> _CONSIGNE A_
Recopiez intégralement le passage cité intitulé « À droite toute ! », sans rien y modifier.

> _PASSAGE CITÉ_
● ● ●
[STRICTEMENT PERSONNEL] À droite toute !

La vie, aussi bien la vie politique, réserve d’étonnantes surprises.
IL20240409190919-jamet-dominique-929x522

Étais-je le seul, ces dernières semaines, à trouver qu’on en faisait peut-être un peu trop autour du match de titans qui opposait deux compétiteurs, aux dents longues mais aux perspectives limitées, pour le contrôle – la présidence – d’un parti à la ramasse, d’un parti qui se réclamait toujours, les dimanches d’élection, du nom, de la stature, du parrainage, des idées du père fondateur de la Ve République, mais qui tendait à n’être plus qu’un lobby vieillissant de notables, plus fortement vissés à leurs fauteuils d’élus qu’attachés à leurs supposées convictions « gaullistes », d’un parti qui, lors de la dernière présidentielle - la vraie –, n’était pas parvenu à se hisser jusqu’au seuil fatidique des 5 % de votants, d’un parti qui, faute de leader, de programme, de militants et d’électeurs, avait perdu toute crédibilité, s’accrochait bien, ici et là, à quelques fiefs tant bien que mal sauvegardés, mais paraissait inexorablement condamné à une descente aux enfers, pour ne pas dire à une chute dans le néant, parallèle et analogue à celle de son vieux rival socialiste, lui aussi tombé si bas qu’il ne devait le maintien d’une représentation parlementaire minoritaire qu’au soutien mortifère de la Mélenchonie ?
● ● ●
Enregistrements stockés:
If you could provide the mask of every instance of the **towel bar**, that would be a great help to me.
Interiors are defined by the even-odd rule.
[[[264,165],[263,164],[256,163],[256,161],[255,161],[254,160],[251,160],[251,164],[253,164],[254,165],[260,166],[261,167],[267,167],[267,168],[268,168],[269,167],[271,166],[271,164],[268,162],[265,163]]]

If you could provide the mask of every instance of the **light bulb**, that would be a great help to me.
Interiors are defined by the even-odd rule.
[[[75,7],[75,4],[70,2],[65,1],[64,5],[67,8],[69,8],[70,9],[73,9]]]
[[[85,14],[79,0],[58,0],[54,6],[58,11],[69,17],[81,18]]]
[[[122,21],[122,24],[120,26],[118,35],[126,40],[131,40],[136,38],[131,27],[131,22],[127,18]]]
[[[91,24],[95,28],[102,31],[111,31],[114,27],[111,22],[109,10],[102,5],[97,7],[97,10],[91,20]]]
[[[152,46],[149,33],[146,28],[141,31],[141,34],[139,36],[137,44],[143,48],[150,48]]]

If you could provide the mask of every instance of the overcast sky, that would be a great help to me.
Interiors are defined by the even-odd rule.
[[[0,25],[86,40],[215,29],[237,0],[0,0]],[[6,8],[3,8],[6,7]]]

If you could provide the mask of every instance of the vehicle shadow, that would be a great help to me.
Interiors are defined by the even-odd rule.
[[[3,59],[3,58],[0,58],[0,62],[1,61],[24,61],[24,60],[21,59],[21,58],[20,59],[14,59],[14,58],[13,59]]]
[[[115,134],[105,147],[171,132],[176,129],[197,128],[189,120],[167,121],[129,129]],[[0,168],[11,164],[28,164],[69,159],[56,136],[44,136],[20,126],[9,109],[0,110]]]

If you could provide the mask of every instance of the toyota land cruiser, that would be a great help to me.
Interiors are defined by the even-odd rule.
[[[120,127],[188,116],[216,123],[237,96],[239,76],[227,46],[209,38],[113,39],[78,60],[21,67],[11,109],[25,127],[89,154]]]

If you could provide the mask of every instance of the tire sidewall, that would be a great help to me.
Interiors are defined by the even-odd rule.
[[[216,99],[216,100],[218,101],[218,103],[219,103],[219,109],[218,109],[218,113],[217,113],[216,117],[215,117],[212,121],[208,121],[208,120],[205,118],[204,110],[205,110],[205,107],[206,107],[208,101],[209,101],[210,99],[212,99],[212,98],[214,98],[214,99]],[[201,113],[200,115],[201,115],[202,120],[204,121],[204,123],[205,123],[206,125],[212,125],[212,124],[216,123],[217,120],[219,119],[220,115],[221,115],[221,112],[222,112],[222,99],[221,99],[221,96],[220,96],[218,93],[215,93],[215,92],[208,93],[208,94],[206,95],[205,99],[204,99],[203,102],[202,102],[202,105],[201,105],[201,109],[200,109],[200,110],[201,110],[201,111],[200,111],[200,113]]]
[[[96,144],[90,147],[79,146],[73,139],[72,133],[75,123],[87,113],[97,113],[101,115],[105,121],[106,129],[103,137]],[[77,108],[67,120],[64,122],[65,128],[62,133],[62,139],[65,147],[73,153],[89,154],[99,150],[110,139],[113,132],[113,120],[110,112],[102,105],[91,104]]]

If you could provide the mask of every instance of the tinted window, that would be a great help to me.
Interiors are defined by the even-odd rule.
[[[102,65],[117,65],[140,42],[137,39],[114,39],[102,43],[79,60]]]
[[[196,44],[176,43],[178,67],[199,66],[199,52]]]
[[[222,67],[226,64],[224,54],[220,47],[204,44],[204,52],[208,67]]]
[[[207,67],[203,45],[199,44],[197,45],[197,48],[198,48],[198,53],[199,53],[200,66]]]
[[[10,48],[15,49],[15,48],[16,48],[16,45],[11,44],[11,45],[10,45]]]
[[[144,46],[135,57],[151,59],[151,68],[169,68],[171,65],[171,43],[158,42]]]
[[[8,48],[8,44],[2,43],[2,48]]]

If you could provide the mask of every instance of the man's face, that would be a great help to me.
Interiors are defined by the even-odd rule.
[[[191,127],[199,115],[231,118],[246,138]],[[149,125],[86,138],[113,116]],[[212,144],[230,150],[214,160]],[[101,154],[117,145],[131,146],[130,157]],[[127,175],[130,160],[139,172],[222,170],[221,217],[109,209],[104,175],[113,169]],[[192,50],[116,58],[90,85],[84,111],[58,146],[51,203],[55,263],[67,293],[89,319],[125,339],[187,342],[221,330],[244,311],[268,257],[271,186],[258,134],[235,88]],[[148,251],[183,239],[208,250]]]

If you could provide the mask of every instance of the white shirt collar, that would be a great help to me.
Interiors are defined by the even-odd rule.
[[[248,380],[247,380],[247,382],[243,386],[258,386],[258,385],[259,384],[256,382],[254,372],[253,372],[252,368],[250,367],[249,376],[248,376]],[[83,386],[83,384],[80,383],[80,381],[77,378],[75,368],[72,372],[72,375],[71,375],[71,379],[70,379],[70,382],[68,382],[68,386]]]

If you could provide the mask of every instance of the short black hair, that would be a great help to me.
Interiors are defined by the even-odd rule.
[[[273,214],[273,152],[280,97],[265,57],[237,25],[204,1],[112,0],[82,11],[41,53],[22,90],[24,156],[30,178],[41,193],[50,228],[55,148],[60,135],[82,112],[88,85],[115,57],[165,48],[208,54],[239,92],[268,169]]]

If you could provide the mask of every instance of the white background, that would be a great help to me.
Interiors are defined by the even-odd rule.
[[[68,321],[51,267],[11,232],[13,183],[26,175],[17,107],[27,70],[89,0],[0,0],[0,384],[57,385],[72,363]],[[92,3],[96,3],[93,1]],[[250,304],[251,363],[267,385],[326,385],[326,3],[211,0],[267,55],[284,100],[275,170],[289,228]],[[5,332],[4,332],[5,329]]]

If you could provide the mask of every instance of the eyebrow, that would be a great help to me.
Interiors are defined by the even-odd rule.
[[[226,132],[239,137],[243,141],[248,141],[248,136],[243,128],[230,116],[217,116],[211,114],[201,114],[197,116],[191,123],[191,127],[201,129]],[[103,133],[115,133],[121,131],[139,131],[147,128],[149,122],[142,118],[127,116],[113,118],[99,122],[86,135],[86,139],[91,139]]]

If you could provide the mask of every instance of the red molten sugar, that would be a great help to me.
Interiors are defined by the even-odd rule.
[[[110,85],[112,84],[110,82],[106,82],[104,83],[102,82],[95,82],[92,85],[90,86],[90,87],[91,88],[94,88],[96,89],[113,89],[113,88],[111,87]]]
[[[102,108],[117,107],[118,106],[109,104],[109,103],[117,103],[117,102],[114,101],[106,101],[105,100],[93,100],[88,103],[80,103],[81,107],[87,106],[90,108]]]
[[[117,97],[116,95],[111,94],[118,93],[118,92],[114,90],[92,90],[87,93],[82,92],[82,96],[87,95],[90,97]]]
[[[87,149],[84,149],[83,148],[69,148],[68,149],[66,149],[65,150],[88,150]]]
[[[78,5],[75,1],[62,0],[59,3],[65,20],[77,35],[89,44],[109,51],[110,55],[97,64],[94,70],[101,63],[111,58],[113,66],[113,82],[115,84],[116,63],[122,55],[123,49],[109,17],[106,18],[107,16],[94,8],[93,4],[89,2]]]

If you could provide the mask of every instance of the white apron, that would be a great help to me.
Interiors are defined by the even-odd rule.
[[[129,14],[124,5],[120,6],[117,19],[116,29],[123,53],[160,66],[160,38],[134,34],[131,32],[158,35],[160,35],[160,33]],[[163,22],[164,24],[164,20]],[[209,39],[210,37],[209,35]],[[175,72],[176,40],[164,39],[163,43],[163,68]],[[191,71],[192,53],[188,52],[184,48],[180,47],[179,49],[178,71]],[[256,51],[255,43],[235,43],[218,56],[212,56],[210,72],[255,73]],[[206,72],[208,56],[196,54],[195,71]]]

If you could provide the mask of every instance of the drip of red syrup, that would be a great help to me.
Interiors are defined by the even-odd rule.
● ● ●
> _CONSIGNE B_
Dans les enregistrements, combien de lignes contiennent la chaîne « white » ? Indiquez seulement ce nombre.

> _CORRIGÉ COMPLET A_
[STRICTEMENT PERSONNEL] À droite toute !

La vie, aussi bien la vie politique, réserve d’étonnantes surprises.
IL20240409190919-jamet-dominique-929x522

Étais-je le seul, ces dernières semaines, à trouver qu’on en faisait peut-être un peu trop autour du match de titans qui opposait deux compétiteurs, aux dents longues mais aux perspectives limitées, pour le contrôle – la présidence – d’un parti à la ramasse, d’un parti qui se réclamait toujours, les dimanches d’élection, du nom, de la stature, du parrainage, des idées du père fondateur de la Ve République, mais qui tendait à n’être plus qu’un lobby vieillissant de notables, plus fortement vissés à leurs fauteuils d’élus qu’attachés à leurs supposées convictions « gaullistes », d’un parti qui, lors de la dernière présidentielle - la vraie –, n’était pas parvenu à se hisser jusqu’au seuil fatidique des 5 % de votants, d’un parti qui, faute de leader, de programme, de militants et d’électeurs, avait perdu toute crédibilité, s’accrochait bien, ici et là, à quelques fiefs tant bien que mal sauvegardés, mais paraissait inexorablement condamné à une descente aux enfers, pour ne pas dire à une chute dans le néant, parallèle et analogue à celle de son vieux rival socialiste, lui aussi tombé si bas qu’il ne devait le maintien d’une représentation parlementaire minoritaire qu’au soutien mortifère de la Mélenchonie ?

> _CORRIGÉ COMPLET B_
3